━━ Extracted information ━━
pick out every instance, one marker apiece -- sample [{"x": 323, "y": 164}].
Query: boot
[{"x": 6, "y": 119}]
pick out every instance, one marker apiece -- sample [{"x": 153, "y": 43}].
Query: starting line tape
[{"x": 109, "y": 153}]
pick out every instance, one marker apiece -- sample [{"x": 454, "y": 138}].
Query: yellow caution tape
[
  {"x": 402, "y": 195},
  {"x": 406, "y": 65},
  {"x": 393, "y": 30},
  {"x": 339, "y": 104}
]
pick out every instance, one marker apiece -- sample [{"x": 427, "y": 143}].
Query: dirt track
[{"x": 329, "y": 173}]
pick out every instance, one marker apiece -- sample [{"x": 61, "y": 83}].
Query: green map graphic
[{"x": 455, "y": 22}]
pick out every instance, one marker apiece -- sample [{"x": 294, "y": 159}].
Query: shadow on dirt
━━━
━━ Extracted information ━━
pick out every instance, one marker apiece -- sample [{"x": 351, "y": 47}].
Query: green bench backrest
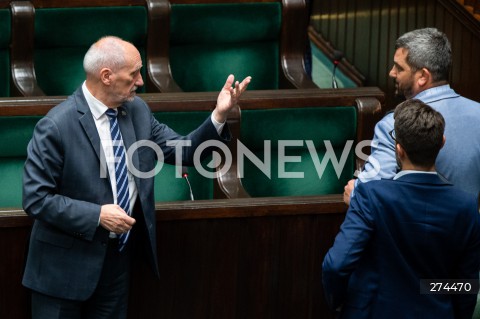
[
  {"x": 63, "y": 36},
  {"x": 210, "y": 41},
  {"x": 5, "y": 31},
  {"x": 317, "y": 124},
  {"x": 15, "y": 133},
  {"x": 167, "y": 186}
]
━━━
━━ Extracted information ━━
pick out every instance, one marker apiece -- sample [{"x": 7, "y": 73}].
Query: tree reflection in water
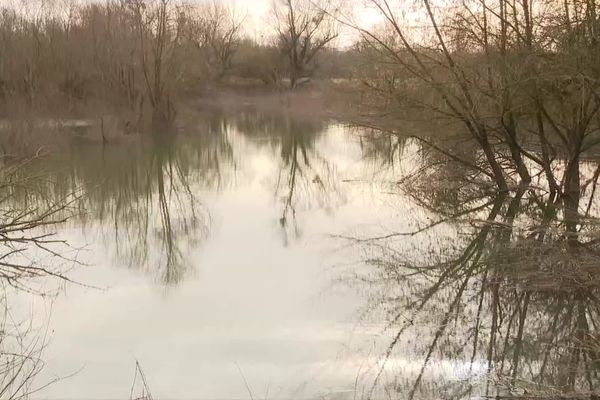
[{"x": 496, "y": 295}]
━━━
**Exercise directions**
Your answer should be a number only: the count of lines above in which the string "sample" appears.

**Answer to the problem**
8